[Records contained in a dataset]
***
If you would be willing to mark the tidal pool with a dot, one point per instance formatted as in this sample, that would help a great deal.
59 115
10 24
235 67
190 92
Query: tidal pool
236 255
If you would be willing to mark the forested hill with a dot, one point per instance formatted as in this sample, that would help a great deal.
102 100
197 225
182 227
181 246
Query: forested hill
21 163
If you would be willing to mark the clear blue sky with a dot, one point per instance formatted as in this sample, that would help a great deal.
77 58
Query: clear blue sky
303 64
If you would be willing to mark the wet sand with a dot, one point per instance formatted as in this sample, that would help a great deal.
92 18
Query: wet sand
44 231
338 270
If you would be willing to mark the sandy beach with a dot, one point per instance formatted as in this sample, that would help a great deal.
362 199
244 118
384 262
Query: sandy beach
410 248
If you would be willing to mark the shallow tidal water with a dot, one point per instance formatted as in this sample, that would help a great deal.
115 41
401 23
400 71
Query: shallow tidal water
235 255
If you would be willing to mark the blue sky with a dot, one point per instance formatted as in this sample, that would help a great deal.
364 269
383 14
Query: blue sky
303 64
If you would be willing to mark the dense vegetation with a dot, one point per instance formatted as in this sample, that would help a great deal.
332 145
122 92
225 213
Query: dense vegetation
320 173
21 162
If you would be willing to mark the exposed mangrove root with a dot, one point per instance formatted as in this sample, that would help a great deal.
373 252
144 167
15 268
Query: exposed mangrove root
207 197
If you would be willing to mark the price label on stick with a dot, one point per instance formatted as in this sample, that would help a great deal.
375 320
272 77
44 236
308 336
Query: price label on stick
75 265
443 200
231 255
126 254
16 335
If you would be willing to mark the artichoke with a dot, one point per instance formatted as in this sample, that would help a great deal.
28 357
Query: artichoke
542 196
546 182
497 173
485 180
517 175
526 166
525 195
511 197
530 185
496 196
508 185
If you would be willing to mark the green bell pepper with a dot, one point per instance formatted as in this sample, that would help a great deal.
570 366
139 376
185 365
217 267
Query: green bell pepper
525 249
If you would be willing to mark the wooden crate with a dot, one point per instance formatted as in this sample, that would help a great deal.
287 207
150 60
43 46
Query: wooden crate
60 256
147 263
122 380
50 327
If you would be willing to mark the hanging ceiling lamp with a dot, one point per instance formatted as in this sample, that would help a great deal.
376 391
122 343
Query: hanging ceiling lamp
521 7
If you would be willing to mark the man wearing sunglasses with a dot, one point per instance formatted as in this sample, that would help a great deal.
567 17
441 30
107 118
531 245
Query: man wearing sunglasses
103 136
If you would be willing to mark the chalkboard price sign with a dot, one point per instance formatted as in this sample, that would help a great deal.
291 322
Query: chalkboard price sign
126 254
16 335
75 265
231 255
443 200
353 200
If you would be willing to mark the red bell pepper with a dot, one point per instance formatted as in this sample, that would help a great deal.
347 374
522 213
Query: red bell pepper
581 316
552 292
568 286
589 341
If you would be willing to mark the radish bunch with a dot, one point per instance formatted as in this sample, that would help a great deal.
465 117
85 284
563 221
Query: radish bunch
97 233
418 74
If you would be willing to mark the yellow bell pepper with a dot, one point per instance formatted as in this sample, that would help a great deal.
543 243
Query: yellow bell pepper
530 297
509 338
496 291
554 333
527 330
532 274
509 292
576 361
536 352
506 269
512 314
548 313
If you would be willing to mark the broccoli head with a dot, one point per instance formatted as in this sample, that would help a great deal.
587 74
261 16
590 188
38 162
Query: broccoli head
***
▶ [Work item]:
Determine how many lines above contain "broccoli" as a word or string. Give the number alone.

▶ [Finished task]:
2